**Information supplied:**
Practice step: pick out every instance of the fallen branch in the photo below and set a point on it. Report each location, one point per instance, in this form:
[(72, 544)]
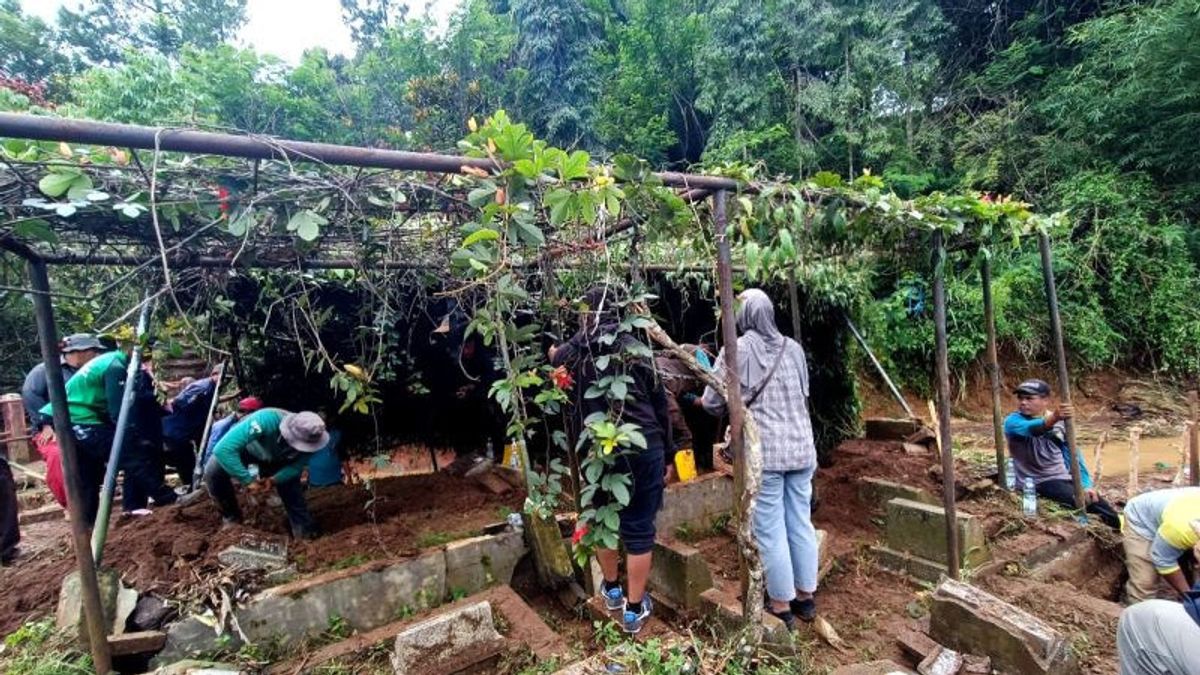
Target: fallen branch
[(751, 607)]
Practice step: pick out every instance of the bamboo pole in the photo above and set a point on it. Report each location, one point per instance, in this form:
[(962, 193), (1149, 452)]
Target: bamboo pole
[(1098, 460), (1134, 454), (1061, 357), (989, 317), (47, 334), (943, 406), (1194, 436)]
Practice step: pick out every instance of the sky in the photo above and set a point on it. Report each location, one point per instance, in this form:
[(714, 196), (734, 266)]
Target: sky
[(285, 28)]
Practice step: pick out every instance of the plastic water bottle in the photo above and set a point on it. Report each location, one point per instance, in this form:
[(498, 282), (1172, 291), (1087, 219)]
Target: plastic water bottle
[(1030, 501)]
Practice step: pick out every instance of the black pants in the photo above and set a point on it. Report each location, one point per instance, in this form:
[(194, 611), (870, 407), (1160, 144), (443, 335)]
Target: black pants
[(142, 463), (93, 444), (10, 527), (181, 455), (220, 487), (645, 467), (1063, 493)]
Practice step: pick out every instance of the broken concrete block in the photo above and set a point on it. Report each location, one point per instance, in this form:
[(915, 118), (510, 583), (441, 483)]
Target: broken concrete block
[(874, 668), (941, 662), (880, 491), (970, 620), (70, 611), (448, 643), (910, 565), (475, 563), (919, 529), (199, 668), (244, 556), (886, 429), (679, 574), (696, 502)]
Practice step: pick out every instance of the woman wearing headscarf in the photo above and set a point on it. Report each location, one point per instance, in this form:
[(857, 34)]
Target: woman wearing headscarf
[(774, 375)]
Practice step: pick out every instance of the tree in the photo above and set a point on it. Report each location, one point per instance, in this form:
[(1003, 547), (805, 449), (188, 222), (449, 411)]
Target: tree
[(28, 49), (558, 79), (99, 31)]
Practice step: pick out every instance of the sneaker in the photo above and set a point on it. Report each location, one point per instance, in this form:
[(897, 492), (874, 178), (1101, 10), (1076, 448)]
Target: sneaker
[(805, 609), (634, 621), (613, 599)]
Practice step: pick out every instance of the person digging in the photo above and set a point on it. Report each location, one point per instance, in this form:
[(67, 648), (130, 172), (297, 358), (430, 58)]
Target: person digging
[(1037, 443), (267, 449)]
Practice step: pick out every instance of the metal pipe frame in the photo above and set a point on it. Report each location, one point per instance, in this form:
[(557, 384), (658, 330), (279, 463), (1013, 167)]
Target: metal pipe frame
[(1061, 358), (265, 148)]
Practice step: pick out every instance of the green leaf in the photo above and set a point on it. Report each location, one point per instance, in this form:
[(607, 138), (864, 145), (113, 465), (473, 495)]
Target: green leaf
[(36, 228), (306, 225), (481, 234), (57, 183)]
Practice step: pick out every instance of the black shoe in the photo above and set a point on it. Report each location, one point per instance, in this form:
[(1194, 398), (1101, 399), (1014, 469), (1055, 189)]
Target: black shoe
[(805, 609), (786, 616)]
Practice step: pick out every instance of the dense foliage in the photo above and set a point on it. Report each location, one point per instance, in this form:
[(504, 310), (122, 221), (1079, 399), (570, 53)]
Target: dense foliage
[(1086, 107)]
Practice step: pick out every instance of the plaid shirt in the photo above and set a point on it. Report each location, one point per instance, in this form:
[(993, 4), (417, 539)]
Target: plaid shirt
[(781, 412)]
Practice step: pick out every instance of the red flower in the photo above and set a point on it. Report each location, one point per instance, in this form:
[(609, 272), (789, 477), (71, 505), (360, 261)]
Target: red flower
[(562, 377)]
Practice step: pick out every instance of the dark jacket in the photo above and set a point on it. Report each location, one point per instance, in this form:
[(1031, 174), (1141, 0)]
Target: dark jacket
[(647, 402)]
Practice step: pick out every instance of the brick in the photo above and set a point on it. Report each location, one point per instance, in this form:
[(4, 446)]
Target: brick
[(919, 530), (448, 643), (880, 491), (970, 620)]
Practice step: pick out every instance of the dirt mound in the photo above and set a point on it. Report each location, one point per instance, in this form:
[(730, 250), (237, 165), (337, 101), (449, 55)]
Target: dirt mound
[(163, 551)]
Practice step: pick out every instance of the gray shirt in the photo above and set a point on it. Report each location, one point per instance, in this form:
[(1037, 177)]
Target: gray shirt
[(781, 412)]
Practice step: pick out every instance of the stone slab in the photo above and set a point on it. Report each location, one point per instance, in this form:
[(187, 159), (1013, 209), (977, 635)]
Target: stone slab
[(919, 529), (695, 503), (880, 491), (679, 573), (970, 620), (887, 429), (444, 643), (910, 565), (874, 668), (147, 641), (479, 562)]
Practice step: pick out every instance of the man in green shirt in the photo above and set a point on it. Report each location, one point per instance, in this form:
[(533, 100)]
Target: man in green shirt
[(91, 394), (268, 448)]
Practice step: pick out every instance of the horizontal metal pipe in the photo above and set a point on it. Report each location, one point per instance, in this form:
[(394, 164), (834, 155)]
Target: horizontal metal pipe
[(264, 148)]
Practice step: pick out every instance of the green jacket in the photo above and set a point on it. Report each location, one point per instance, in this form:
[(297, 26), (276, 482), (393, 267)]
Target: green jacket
[(89, 389), (257, 440)]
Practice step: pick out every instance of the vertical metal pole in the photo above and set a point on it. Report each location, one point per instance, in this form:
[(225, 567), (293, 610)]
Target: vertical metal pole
[(100, 533), (943, 406), (989, 318), (1194, 436), (1061, 357), (732, 381), (48, 336)]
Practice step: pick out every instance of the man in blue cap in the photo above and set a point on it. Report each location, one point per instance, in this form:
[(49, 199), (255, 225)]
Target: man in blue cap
[(1037, 442)]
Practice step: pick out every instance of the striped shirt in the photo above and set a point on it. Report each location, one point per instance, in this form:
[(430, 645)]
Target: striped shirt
[(781, 412)]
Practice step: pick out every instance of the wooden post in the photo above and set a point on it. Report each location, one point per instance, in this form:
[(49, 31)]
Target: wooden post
[(732, 381), (943, 406), (989, 318), (1061, 357), (1134, 457), (1194, 436), (47, 334)]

**Activity:**
Print the entire listing above verbatim. No picture should be included.

**Solution:**
Practice step: pick out every instance of the fallen branch in the photo below and set a point on it. Report each location, one point per instance, in this form:
[(72, 544)]
Target: fallen branch
[(751, 607)]
Practice step: pick out every instance of the bamboo pole in the photo above and set a point on it. Report each location, one point per instance, in this form:
[(962, 193), (1149, 452)]
Target: bamboo pole
[(1098, 460), (1134, 454), (1061, 357), (989, 317), (47, 334), (943, 406), (1194, 436)]
Practice step: pick out every instance of the sky in the photo above and set a point on it. Report each location, one point per instance, in this form:
[(714, 196), (734, 266)]
Target: sky
[(285, 28)]
Practice step: pick out every instance of the plastic water bottle in the photo above and set a point on it. Report each location, one point per instance, in this form:
[(498, 282), (1172, 291), (1087, 219)]
Target: plastic water bottle
[(1030, 501)]
Practice step: pick out every instance of the black pants in the photo above and set a point on it. Report each location, one point per instance, in this form:
[(194, 611), (870, 407), (1160, 144), (443, 335)]
Target: black pants
[(142, 463), (93, 444), (10, 527), (181, 455), (220, 487), (645, 467), (1063, 493)]
Practice step: pick out every instance of the broken concrete block in the photo above and set a point on it. Report each location, one point per instance, in this form:
[(915, 118), (510, 583), (441, 483)]
Target: broken concrete block
[(874, 668), (941, 662), (880, 491), (970, 620), (70, 611), (448, 643), (910, 565), (475, 563), (919, 529), (199, 668), (244, 556), (886, 429), (679, 574), (696, 502)]
Practice step: pick out every instance of the woman wearing headscarf in the photo above and set a point on it. Report each location, one point per instance, in this form:
[(857, 34)]
Target: woman wearing headscarf
[(774, 375)]
Practice step: pick out every instance of the tree in the photo above and set a point on it. Report each location, one point per instance, in this form:
[(1003, 547), (805, 449), (188, 222), (449, 411)]
Target: tree
[(28, 49), (558, 79), (99, 31)]
Practice step: pick out every instance of the sneaker in the photo above and set a point on it. Report each location, one point per instance, in this form:
[(897, 492), (874, 178), (1101, 10), (1076, 448)]
Target: sneaker
[(805, 609), (634, 621), (613, 599)]
Practice step: pick out every instance of the person digging in the photo above and set a point on it. Report each location, one point per instance, in this form:
[(67, 648), (130, 172), (297, 358), (430, 58)]
Target: person digging
[(1037, 443), (267, 449)]
Practice step: pick out every instance of the metal pipe frame in the photo above and set a point on it. Report each location, one point per instance, in this form:
[(557, 384), (658, 330), (279, 463), (1013, 167)]
Target: metal pipe frame
[(1061, 358), (265, 148)]
Practice step: pick out every instance of the green leaf in the photo above and set a point on it. Report each location, one point per instance, in this form:
[(607, 138), (864, 145), (113, 465), (473, 495)]
Target: green leaf
[(36, 228), (306, 225), (481, 234), (57, 183)]
Practice step: pick out every instance of the black shoe in the photo above and set a point on it. Report each location, one point per instance, in this form:
[(1194, 398), (1101, 399), (1014, 469), (1055, 189)]
Target: black shoe
[(805, 609), (786, 616)]
Practice step: pick out every instance of the dense foliage in the photo above and set a point on it. Report each location, one point per instance, in this form:
[(504, 310), (122, 221), (1079, 399), (570, 53)]
Target: dense foliage
[(1086, 107)]
Practice step: pick out every instance of the plaid shirt in the photo above and set a point on it. Report each location, one point per instance, in this form:
[(993, 4), (417, 539)]
Target: plaid shirt
[(781, 412)]
Practice step: pick out every instance of the red flower in the photo above and set a point on it. Report each location, one point per instance, in this form:
[(609, 272), (789, 477), (71, 505), (360, 261)]
Target: red flower
[(562, 377)]
Practice step: pick out every instance of the dark jacket in the photo above and set a point on it. Report each location, one point per instance, in this form:
[(1031, 174), (1141, 0)]
Target: dark jacket
[(647, 402)]
Practice step: pick out every instance of the brick in the photo above and set a point on it. Report each location, one point per instance, in this form:
[(4, 446)]
Target: brick
[(919, 530), (448, 643), (880, 491), (970, 620)]
Practice step: pick out every instance of the dirt mound in the photo above and set a point on it. Report each location, one point per instance, in this form:
[(730, 250), (237, 165), (337, 101), (449, 55)]
Target: dirt mound
[(163, 551)]
Practice step: pick out every instance of the gray shirt in the photo above and set a point on it. Report each location, one point per instance, in this form:
[(1037, 177)]
Target: gray shirt
[(781, 412)]
Practice step: pick out every instance of the stone slab in the photo above and set a point on it. Report each location, one point per instance, in this form:
[(187, 159), (1013, 209), (977, 635)]
Target: stone slab
[(919, 529), (695, 503), (880, 491), (679, 573), (970, 620), (887, 429), (444, 643), (910, 565), (874, 668), (147, 641), (479, 562)]
Practice step: pick out every instance of the man in green shirt in the photo above and set a point on it. Report each location, one point per instance, in this form:
[(533, 100)]
Target: man in green shirt
[(91, 394), (268, 448)]
Practice step: pick out every instance of the horizontal metal pipe in the photo above and set a point on it. Report each location, one point per instance, in this form:
[(394, 164), (834, 155)]
Target: horizontal metal pipe
[(264, 148)]
Practice step: pick out every instance of the green jacket in the photo above and set a point on it. Report each location, one point per instance, in this form:
[(297, 26), (276, 482), (393, 267)]
Target: green jacket
[(89, 389), (257, 440)]
Practice step: pick out every instance of the vertical metal pole in the photo above and set a point on it. Report each location, one point per instance, in this form:
[(225, 567), (293, 610)]
Target: vertical metal pole
[(100, 533), (943, 406), (989, 318), (1194, 436), (1061, 357), (732, 381), (48, 336)]
Practice step: pick out every instance of the man in blue cap in the photo above and set a point on it. Report each location, one point per instance, in this form:
[(49, 199), (255, 225)]
Target: man in blue cap
[(1037, 442)]
Practice step: pick out every instance of the striped shirt in the photo above and set a point on it. Report each location, one point per instance, in this form:
[(430, 645)]
Target: striped shirt
[(781, 412)]
Practice step: pick out every instance of the wooden post in the photo above and set a point on it. Report each location, one point per instance, in this form:
[(49, 31)]
Target: wooden post
[(732, 381), (943, 406), (989, 318), (1061, 357), (1134, 457), (1194, 436), (47, 334)]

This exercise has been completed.